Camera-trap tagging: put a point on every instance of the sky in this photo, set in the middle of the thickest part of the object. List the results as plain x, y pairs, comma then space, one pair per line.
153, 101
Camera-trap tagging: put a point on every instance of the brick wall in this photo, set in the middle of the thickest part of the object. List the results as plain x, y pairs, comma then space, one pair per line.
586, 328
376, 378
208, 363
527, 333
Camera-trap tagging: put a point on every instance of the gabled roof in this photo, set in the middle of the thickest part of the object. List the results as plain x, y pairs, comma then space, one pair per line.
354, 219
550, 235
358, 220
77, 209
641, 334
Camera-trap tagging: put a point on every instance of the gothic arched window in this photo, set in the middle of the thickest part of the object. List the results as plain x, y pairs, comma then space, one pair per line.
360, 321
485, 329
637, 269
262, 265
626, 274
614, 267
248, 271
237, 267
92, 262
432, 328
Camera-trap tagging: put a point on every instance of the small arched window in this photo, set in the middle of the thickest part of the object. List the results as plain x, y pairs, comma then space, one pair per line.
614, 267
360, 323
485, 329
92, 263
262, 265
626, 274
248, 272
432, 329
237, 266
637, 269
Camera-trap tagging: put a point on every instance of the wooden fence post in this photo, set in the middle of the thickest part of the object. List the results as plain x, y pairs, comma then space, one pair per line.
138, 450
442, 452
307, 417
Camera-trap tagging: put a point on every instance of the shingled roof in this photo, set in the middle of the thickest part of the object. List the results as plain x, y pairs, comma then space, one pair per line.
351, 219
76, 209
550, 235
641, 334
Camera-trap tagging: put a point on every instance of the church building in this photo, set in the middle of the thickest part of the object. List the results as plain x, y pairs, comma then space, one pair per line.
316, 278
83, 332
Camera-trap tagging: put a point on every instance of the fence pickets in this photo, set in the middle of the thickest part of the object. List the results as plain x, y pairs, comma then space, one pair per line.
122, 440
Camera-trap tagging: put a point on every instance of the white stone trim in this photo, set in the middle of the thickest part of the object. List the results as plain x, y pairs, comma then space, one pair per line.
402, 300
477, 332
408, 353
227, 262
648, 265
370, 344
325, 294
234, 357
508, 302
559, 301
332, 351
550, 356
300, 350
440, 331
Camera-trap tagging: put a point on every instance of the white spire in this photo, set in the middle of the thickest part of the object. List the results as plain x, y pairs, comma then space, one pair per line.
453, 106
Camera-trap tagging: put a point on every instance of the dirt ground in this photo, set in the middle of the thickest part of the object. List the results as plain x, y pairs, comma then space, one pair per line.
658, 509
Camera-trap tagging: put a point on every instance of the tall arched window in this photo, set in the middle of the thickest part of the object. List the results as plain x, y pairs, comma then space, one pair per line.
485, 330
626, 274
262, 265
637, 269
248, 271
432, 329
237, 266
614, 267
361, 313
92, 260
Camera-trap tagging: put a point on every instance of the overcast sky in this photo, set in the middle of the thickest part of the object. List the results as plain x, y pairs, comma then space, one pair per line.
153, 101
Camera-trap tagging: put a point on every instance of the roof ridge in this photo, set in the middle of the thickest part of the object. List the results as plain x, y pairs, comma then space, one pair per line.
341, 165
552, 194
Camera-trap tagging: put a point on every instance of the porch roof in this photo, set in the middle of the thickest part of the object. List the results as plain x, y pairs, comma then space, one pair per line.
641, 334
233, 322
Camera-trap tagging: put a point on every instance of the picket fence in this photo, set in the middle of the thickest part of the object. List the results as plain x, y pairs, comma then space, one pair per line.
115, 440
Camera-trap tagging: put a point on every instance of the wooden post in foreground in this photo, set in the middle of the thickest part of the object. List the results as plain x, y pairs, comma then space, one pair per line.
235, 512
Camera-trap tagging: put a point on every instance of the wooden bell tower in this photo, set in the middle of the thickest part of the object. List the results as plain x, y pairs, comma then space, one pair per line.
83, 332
_ _ _ _ _ _ _
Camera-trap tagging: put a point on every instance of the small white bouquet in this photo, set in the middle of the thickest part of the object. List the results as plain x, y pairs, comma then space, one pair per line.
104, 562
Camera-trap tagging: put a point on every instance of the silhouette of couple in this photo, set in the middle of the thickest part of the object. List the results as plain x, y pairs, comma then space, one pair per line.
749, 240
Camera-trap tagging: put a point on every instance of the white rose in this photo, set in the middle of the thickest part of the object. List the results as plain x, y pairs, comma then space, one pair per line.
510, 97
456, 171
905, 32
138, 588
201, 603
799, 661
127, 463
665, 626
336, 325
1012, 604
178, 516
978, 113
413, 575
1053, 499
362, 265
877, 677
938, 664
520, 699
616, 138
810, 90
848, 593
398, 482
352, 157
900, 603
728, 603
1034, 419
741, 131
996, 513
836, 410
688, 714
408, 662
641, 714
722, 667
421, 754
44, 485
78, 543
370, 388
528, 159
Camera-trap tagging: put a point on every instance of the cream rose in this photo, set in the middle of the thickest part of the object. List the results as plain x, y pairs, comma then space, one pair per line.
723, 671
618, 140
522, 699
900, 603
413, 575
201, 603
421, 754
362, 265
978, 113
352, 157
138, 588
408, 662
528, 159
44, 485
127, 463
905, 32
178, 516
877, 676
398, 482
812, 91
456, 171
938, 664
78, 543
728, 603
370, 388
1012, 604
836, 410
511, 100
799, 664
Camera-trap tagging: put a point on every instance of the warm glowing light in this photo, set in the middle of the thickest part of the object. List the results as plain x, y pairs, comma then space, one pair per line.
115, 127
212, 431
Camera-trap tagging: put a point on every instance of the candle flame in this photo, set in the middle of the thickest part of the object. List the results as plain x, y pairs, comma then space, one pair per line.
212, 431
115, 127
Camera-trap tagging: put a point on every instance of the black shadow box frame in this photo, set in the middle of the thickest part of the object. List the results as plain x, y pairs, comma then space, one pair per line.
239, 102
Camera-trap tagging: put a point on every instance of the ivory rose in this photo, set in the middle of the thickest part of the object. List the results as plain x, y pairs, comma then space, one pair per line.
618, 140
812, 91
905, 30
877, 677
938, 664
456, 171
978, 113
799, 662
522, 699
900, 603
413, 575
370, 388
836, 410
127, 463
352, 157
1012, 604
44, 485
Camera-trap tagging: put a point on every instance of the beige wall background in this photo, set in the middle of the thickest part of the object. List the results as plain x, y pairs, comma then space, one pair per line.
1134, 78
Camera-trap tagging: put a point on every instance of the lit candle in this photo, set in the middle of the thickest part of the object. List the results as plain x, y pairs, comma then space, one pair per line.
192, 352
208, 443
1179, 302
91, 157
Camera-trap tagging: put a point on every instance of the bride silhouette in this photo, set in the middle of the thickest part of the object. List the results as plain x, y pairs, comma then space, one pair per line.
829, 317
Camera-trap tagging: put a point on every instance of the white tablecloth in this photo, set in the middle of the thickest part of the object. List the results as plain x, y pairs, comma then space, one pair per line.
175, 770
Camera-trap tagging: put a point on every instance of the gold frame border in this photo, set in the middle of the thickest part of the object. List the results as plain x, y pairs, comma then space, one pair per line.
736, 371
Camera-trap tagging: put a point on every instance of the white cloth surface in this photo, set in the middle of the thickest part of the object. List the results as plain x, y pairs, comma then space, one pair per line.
_ _ _ _ _ _ _
WHAT THE EXERCISE ASKS -> What you give back should be only the lines of the records above, starting at the line with "Camera-trap tagging: put a point on every instance of the bride" and ending at the line with "the white cloth", restated word for word.

COMPLETED EXERCISE ->
Camera-trap tagging: put a point on every instance of the bride silhouette in this photo, set in the middle of the thickest part of the object. List the results as plain x, y pairs, comma then space, one pair per line.
829, 317
Camera-trap tagging: put a point on every instance of the white tablecloth in this photo, set in the middle of the thickest part of the object. List the results as plain x, y pairs, comma then space, one pair per line.
175, 770
Camera-trap tagging: put a point on every instance of the gold frame border in this photo, set in the middle of the thickest part of the object. List the results as plain x, y pairs, comma then space, one pair per line.
736, 371
Camera-trap tagging: put a point on every instance of the white cloth surface in this photo, set in the middle of the thickest part of the object. List the results as plain x, y pairs, comma then space, one pair per line.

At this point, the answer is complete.